## Aim of the task
Those lines of the following listing which contain the string "mark" should be returned.

## Given records
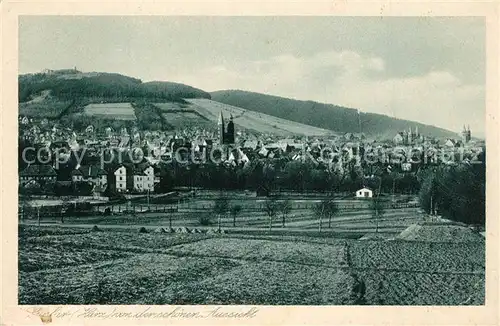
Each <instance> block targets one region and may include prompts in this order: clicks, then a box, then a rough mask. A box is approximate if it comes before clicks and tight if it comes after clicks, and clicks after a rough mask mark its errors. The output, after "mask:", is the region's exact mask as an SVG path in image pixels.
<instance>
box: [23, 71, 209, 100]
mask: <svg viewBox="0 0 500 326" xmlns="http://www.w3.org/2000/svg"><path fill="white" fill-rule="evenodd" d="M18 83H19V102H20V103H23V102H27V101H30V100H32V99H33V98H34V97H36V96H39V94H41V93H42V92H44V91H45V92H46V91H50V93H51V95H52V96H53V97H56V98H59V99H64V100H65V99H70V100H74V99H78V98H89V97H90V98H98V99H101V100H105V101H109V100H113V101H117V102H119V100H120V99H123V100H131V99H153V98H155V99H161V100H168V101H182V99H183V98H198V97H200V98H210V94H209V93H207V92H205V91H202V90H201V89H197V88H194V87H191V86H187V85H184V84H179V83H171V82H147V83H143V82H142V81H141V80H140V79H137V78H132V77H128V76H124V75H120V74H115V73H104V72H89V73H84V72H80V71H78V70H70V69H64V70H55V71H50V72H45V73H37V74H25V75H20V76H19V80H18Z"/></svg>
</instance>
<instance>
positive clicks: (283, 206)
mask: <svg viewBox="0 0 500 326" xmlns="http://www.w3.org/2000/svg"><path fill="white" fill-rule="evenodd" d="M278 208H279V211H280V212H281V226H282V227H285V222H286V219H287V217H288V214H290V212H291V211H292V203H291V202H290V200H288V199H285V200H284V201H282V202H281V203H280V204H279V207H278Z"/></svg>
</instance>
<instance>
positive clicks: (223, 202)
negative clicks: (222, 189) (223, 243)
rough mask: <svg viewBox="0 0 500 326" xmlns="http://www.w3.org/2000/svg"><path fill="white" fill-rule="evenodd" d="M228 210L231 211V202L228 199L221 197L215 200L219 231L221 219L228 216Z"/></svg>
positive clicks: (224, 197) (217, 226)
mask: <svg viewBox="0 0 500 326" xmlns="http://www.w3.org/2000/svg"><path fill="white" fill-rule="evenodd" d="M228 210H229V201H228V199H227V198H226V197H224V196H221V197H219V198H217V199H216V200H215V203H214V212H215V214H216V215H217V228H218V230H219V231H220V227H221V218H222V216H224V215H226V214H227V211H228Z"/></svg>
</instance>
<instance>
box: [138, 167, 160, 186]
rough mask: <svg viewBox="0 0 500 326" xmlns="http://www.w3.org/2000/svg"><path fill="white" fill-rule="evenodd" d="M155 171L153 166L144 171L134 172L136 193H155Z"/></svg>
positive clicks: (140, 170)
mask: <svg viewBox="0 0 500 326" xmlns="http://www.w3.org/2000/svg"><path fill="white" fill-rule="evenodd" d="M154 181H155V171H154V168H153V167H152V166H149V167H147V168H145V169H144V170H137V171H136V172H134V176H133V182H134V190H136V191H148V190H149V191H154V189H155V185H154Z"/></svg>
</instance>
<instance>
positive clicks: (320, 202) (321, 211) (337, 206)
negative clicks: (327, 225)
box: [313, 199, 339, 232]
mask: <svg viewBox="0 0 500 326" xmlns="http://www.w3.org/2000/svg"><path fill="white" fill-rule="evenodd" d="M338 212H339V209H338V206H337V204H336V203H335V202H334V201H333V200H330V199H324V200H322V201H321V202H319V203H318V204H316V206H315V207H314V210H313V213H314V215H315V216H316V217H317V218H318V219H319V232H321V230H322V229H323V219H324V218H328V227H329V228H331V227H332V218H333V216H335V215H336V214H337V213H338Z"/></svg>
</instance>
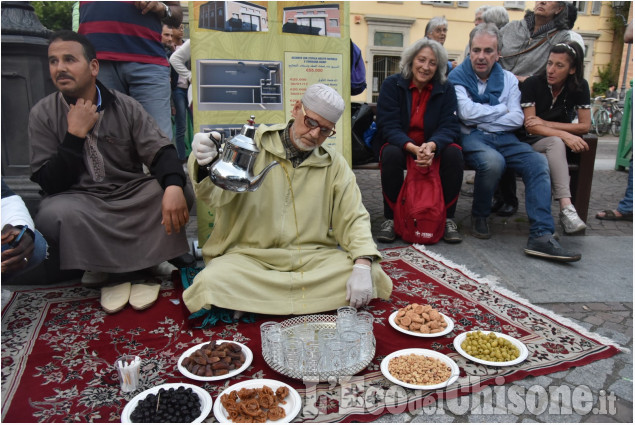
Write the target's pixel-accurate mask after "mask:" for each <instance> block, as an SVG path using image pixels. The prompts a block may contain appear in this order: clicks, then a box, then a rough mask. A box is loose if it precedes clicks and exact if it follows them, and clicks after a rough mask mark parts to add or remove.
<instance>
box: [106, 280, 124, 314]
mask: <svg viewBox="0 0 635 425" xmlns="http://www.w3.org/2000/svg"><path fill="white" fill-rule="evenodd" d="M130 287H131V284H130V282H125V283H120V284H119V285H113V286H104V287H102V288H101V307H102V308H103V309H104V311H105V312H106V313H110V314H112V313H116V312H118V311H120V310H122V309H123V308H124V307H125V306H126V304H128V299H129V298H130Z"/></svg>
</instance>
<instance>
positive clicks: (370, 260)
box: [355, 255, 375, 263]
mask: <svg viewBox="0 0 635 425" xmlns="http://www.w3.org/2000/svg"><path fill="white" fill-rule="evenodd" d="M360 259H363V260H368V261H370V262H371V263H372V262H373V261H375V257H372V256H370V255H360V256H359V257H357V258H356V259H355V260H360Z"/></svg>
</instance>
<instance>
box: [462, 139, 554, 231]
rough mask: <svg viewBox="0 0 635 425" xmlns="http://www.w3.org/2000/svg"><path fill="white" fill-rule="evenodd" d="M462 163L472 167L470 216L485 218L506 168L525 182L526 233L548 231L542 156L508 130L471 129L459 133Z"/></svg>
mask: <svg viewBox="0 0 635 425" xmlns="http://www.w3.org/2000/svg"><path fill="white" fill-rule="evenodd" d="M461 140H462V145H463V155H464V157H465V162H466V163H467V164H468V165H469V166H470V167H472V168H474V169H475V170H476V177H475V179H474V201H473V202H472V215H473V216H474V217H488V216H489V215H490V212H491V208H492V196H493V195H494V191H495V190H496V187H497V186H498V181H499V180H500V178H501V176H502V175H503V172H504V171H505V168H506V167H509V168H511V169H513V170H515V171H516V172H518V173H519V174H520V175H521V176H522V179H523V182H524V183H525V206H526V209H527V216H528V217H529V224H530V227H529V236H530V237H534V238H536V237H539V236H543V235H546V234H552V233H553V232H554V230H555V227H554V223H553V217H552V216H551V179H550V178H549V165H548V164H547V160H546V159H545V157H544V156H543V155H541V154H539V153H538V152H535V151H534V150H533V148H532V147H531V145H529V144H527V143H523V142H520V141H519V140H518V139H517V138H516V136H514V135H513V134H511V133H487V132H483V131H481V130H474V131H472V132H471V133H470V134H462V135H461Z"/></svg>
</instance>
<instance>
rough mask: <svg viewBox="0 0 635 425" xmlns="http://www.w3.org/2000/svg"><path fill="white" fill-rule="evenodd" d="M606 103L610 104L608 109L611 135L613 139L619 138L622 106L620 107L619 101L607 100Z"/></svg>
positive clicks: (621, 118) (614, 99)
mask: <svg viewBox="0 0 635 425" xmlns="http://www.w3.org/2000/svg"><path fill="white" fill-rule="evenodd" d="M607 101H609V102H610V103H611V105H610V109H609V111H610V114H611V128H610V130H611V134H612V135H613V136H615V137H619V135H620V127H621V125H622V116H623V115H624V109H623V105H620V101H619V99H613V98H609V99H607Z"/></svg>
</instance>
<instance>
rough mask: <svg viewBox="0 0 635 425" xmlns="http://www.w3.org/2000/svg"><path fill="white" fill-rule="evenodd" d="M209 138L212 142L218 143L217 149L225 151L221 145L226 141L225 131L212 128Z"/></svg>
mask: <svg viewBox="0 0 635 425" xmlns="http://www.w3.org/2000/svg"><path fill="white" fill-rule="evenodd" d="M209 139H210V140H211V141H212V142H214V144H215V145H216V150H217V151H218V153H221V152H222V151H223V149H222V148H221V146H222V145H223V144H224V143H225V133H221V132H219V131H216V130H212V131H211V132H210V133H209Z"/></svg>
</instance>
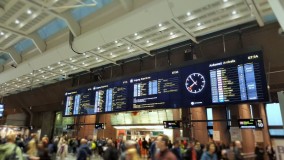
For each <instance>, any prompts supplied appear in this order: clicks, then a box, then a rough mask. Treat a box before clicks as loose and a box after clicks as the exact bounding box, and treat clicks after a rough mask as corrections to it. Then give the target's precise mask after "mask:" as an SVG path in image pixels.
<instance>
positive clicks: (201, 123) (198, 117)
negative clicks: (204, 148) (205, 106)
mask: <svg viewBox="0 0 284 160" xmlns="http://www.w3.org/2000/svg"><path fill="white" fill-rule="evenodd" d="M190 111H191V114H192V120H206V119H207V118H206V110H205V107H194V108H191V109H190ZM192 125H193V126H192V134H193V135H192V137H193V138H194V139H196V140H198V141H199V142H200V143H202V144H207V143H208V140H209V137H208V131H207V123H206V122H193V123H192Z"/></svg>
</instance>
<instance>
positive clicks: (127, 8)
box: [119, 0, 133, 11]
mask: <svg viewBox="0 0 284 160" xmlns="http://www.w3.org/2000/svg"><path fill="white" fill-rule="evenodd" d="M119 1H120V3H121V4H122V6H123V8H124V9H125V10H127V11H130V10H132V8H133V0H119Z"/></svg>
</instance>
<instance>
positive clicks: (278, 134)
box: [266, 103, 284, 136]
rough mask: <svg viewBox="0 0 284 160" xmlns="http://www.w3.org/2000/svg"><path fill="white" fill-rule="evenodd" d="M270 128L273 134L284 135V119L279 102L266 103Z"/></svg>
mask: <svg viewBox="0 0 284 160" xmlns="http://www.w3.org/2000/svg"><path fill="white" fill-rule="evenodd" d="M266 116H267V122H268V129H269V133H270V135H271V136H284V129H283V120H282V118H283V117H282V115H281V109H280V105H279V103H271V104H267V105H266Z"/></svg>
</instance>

## Result
Each <instance> block targets one region and may include prompts in this order: clicks, then a box, then a rough mask. A box is approximate if it comes before clicks and tight if it comes after clicks, and clicks after a rough mask mark its errors. The output, after "mask:", is the region's exact mask as an SVG path in image pixels.
Write the target's pixel-accurate mask after "mask:" for each <instance> block, as an SVG path using image pixels. The prompts a block may contain appear in this order: clicks, then a box, then a rough mask. A box is loose if it precedes clicks and exact if it follows them, and clicks after a rough mask mark parts to add or remove.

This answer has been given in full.